**Provided data:**

━━━━━━━━

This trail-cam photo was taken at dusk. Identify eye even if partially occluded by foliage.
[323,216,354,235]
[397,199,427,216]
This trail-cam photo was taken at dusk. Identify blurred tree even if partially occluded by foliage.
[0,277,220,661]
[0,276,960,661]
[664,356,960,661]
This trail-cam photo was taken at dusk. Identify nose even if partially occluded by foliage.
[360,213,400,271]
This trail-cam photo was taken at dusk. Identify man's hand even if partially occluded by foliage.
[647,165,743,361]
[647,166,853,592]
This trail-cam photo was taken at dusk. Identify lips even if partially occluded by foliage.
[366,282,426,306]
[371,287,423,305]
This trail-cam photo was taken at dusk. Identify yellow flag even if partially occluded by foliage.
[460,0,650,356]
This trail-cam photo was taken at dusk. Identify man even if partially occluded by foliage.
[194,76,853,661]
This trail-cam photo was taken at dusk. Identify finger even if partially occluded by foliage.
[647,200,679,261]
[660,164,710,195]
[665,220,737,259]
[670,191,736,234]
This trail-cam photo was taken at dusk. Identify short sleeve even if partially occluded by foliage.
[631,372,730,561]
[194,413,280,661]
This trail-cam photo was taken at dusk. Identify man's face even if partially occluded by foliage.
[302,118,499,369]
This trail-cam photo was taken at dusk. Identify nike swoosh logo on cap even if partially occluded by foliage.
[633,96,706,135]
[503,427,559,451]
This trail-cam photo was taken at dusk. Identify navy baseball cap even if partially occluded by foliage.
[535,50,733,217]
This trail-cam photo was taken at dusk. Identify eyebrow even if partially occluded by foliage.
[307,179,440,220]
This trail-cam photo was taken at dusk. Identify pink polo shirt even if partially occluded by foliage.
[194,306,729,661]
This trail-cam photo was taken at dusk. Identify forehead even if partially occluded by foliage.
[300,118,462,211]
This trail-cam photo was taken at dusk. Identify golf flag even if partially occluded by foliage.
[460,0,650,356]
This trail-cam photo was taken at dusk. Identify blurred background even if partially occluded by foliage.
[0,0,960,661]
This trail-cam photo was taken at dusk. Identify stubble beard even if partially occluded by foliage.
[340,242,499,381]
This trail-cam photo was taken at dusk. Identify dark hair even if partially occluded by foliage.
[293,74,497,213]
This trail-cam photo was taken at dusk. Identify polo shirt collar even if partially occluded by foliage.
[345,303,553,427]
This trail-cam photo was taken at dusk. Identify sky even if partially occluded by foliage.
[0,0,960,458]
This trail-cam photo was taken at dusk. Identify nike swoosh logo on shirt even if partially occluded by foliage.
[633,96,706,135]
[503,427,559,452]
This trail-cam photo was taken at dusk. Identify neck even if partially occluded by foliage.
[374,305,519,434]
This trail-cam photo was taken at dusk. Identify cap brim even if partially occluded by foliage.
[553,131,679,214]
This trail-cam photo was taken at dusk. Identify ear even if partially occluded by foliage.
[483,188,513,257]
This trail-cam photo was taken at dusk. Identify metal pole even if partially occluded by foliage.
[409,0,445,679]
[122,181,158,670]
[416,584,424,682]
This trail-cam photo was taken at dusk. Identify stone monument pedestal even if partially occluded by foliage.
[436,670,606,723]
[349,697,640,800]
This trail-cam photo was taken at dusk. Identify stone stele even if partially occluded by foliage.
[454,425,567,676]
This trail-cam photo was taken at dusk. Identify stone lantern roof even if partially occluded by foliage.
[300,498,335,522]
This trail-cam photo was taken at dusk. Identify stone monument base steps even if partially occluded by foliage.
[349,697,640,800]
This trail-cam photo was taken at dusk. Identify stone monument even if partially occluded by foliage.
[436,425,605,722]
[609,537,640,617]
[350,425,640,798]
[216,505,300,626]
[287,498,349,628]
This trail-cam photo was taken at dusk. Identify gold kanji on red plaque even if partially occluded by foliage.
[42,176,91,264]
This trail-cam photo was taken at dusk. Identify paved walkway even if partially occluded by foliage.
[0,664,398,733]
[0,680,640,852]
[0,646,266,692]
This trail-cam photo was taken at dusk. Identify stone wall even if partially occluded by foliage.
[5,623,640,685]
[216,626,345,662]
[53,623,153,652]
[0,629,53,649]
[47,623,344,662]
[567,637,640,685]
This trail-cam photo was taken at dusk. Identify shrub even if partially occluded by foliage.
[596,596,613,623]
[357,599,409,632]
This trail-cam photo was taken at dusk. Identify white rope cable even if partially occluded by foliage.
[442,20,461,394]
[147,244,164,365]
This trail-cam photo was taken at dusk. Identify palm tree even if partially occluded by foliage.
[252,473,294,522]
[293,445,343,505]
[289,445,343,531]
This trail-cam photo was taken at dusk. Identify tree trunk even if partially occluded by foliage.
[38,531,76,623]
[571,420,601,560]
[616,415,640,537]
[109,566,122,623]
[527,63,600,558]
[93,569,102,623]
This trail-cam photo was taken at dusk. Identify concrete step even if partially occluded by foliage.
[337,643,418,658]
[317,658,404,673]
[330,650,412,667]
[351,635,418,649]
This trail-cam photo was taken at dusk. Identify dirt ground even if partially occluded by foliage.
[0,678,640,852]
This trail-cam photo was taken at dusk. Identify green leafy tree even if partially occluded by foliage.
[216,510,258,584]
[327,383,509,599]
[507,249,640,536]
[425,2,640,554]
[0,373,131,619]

━━━━━━━━

Give the listing above as a numbered list, leaving out any blank lines.

**Answer for this exercise:**
1. This trail-cam photo was taken at dusk. Identify eye even if partially occluded by foliage.
2. [323,216,354,235]
3. [397,199,427,216]
4. This trail-cam photo was taken at dusk. Identify blurred tree even if partially occluded by foliage.
5. [0,277,220,661]
6. [0,276,960,661]
7. [664,356,960,661]
8. This trail-cam photo was taken at dusk. Identify nose even if partially occluded by foliage.
9. [360,213,400,271]
10. This trail-cam photo was taken at dusk. Identify man's hand even if partially occluded by foliage.
11. [647,165,743,361]
12. [647,166,853,592]
13. This trail-cam photo was taken at dusk. Identify lips even if partially occluded by foliage.
14. [366,282,426,306]
15. [371,287,423,305]
16. This trail-cam photo was taken at dusk. Identify yellow flag even if partially occluded by foliage.
17. [460,0,650,356]
18. This trail-cam photo was taken at dusk. Identify man even if partially occluded by foliage.
19. [194,76,853,661]
20. This trail-cam photo was taken at dusk. Identify finger even if partially occluded by foliage.
21. [647,200,679,261]
22. [660,164,710,195]
23. [665,220,737,259]
24. [670,191,736,234]
25. This trail-cam photo was taken at dusk. Identify short sleeve even if partially occluded by foliage.
26. [631,372,730,561]
27. [194,413,280,661]
28. This trail-cam photo was taken at dusk. Identify man's face even if partially occluded by foliage.
29. [302,118,499,369]
30. This trail-cam photo was taken at dusk. Identify nike swoosh logo on cap even if partially occluded by foliage.
31. [633,96,706,135]
32. [503,427,559,451]
33. This trail-cam photo was taken at dusk. Identify navy baseball cap even if partially occluded by foliage.
34. [535,50,733,217]
35. This trail-cam photo was taken at dusk. Identify eyebrow even if partially occluded by foliage.
36. [307,179,440,220]
37. This trail-cam photo was taken at dusk. Identify pink polo shirt even if partially occluded by foliage.
38. [194,306,729,661]
39. This trail-cam photo was taken at dusk. Identify forehead even if partially occluded by foliage.
40. [300,118,462,211]
41. This trail-cam photo was taken at dusk. Identify golf flag even if partially occluded by foliage.
42. [460,0,650,356]
43. This trail-cam photo was taken at dusk. Identify blurred background even if partially occluded by foliage.
44. [0,0,960,661]
45. This trail-cam photo was taken at dusk. Identify stubble beard even if partially occluded by foliage.
46. [340,242,499,381]
47. This trail-cam photo was taken at dusk. Identify dark hair even if partially occluded by foliage.
48. [293,74,497,213]
49. This trail-cam photo was taken at dusk. Identify polo shirt collar even if partially occluded by foliage.
50. [345,303,553,427]
51. This trail-cam photo was taken at dusk. Identify sky even if partially occluded by foliage.
52. [0,0,960,458]
53. This trail-cam photo was taken at dusk. Identify nike swoosh logo on shirt even if partially occluded by foliage.
54. [633,96,706,135]
55. [503,427,559,452]
56. This trail-cam photo was taken at dusk. Identify neck even if partially occluded by foliage.
57. [374,305,519,434]
58. This trail-cam photo was taken at dusk. Identify cap brim even if partially occluded by foliage.
59. [553,131,679,214]
60. This trail-cam photo was taken at dusk. Identify ear even if partially occluded by foliage.
61. [483,188,513,257]
62. This trail-cam photo was taken at dusk. Identify metal pole even if partially occluded by foliage.
63. [409,0,445,679]
64. [122,181,158,670]
65. [416,584,424,682]
66. This trail-cam photo was taken at dusk. Identify stone monument pedestal even if partially occluded by foliage.
67. [436,670,606,723]
68. [349,697,640,800]
69. This trail-cam photo was taken at dusk. Identify stone stele even if partially occluded by foliage.
70. [454,425,567,676]
71. This trail-cam photo was taken at dusk. Identify stone lantern roof even if partially occluded by foliage.
72. [300,498,335,522]
73. This trail-cam photo was taken at dusk. Identify stone monument base steps even if partially occluded by foliage.
74. [349,697,640,800]
75. This trail-cam photo was taken at dusk. Identify stone monument even if partially occluded by foliage.
76. [436,425,605,722]
77. [609,537,640,617]
78. [350,425,640,798]
79. [216,505,300,626]
80. [287,498,349,628]
81. This trail-cam photo was taken at dusk. Identify gold kanji on red plaque even if partially occluded by foliage.
82. [42,176,91,264]
83. This trail-cam photo was taken at dusk. Identify paved walkway even if partially occluded by foliage.
84. [0,664,398,733]
85. [0,680,640,852]
86. [0,646,266,692]
87. This trail-cam photo was taken at dusk. Identify stone wall even if partially occluded by foliage.
88. [5,623,640,685]
89. [216,626,345,662]
90. [53,623,153,652]
91. [0,629,53,649]
92. [47,623,344,662]
93. [567,637,640,685]
94. This trail-cam photo was taken at dusk. Identify shrub even if partially occluded by foliage.
95. [596,596,613,623]
96. [357,599,409,632]
97. This trail-cam photo was taken at dusk. Identify white rope cable even if partially occluded by foliage.
98. [442,20,461,394]
99. [147,244,164,365]
100. This trail-cam photo was taken at dusk. Identify palm tree even if partially occluded by foliage.
101. [252,473,294,522]
102. [293,445,343,505]
103. [289,445,343,531]
104. This trail-cam photo was taken at dusk. Identify tree trunk even if partially occluded by foliage.
105. [38,531,76,623]
106. [571,420,601,560]
107. [616,415,640,537]
108. [109,566,122,623]
109. [527,63,600,558]
110. [93,569,102,623]
111. This trail-cam photo was taken at dusk. Identify concrete step even if partially occluded by foliage.
112. [337,643,418,658]
113. [317,658,404,673]
114. [330,650,412,667]
115. [351,635,418,649]
116. This trail-cam photo was taken at dusk. Identify dirt ground even if partially occluded by foliage.
117. [0,678,640,852]
118. This trail-cam photo was taken at dusk. Identify green leafy tree even if partially occluded by foliage.
119. [216,510,258,584]
120. [327,383,509,599]
121. [507,249,640,536]
122. [425,2,640,554]
123. [0,373,131,619]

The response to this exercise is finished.